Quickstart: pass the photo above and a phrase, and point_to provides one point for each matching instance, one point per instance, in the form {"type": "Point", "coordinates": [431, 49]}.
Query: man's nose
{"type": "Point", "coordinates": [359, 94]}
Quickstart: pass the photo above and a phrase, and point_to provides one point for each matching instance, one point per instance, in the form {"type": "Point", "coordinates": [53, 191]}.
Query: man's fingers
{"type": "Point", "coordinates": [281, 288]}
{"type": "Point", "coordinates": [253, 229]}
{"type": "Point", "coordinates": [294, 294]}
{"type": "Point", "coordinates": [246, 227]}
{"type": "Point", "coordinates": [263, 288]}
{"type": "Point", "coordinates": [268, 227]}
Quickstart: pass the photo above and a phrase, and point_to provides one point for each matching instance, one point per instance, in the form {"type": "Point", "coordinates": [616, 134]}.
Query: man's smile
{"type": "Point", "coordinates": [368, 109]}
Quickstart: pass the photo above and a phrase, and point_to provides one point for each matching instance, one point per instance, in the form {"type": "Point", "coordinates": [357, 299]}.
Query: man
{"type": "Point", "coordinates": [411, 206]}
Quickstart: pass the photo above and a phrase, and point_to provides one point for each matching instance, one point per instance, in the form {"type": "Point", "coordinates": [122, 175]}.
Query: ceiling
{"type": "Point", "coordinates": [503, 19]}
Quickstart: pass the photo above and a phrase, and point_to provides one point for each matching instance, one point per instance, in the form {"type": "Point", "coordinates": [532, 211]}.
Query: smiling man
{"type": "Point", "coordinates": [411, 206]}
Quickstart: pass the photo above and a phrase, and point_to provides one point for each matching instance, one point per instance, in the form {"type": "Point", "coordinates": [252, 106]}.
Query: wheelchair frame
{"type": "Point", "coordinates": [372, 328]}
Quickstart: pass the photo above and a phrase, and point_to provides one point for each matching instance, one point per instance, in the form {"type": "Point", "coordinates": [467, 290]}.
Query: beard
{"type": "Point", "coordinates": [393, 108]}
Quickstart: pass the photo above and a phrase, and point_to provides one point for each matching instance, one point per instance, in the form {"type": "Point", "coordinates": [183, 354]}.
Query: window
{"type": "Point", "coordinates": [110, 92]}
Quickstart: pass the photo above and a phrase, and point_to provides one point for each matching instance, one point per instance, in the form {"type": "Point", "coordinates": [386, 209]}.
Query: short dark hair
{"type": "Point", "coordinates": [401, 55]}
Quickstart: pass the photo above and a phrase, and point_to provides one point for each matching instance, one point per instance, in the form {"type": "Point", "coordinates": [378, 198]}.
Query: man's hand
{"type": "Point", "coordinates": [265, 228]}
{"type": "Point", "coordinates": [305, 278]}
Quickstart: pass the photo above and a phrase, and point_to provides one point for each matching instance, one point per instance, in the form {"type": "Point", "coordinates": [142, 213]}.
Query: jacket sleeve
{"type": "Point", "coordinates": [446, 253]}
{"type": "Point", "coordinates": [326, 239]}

┄┄┄┄┄┄

All of the records should be transcribed exactly, with nothing left out.

*Task result*
Quickstart: pass the photo above and a phrase, and point_to provides one point for each matching instance, one point per instance, in the form {"type": "Point", "coordinates": [431, 49]}.
Query: man's nose
{"type": "Point", "coordinates": [359, 94]}
Quickstart: pass the photo above and a phrase, and point_to provides one point for each matching instance, one point per instance, in the form {"type": "Point", "coordinates": [53, 191]}.
Query: man's fingers
{"type": "Point", "coordinates": [281, 288]}
{"type": "Point", "coordinates": [253, 229]}
{"type": "Point", "coordinates": [294, 294]}
{"type": "Point", "coordinates": [246, 227]}
{"type": "Point", "coordinates": [263, 288]}
{"type": "Point", "coordinates": [268, 227]}
Quickstart: pass the photo above and a phrase, and point_to provides one point for each matching instance, one point per instance, in the form {"type": "Point", "coordinates": [616, 134]}.
Query: man's smile
{"type": "Point", "coordinates": [368, 109]}
Quickstart: pass the photo above and a phrase, and point_to provides one point for each matching instance, one point per instance, in the form {"type": "Point", "coordinates": [357, 299]}.
Query: man
{"type": "Point", "coordinates": [411, 206]}
Quickstart: pass the photo above and a phrase, and point_to provides one point for each matching instance, one point per instance, in the form {"type": "Point", "coordinates": [122, 175]}.
Query: ceiling
{"type": "Point", "coordinates": [503, 19]}
Quickstart: pass the photo above and a phrase, and point_to provides one point for each matching instance, one point per instance, in the form {"type": "Point", "coordinates": [532, 211]}.
Query: smiling man
{"type": "Point", "coordinates": [411, 206]}
Quickstart: pass the photo above and a phrase, and point_to provides one point for each matching instance, one point per instance, in the form {"type": "Point", "coordinates": [252, 106]}.
Query: wheelchair frame
{"type": "Point", "coordinates": [372, 328]}
Quickstart: pass the photo above and a phrase, and point_to provides one point for each matching instance, one point per instance, in the form {"type": "Point", "coordinates": [467, 290]}.
Query: beard
{"type": "Point", "coordinates": [393, 108]}
Quickstart: pass the photo above and a phrase, and point_to provides one point for each matching instance, one point per instance, in the form {"type": "Point", "coordinates": [183, 354]}.
Query: window
{"type": "Point", "coordinates": [110, 92]}
Quickstart: pass the photo above and a phrase, and point_to provides one point for each matching instance, one point per instance, in the form {"type": "Point", "coordinates": [386, 209]}.
Query: short dark hair
{"type": "Point", "coordinates": [401, 55]}
Quickstart: pass the photo above and a phrase, and point_to provides one point for each matching instance, one point per instance, in the form {"type": "Point", "coordinates": [378, 198]}.
Query: man's hand
{"type": "Point", "coordinates": [265, 228]}
{"type": "Point", "coordinates": [305, 278]}
Quickstart: pass the photo above and a phrase, and point_to provides one point for each matching instance, one point per instance, in the form {"type": "Point", "coordinates": [142, 213]}.
Query: jacket sleeve
{"type": "Point", "coordinates": [446, 253]}
{"type": "Point", "coordinates": [326, 239]}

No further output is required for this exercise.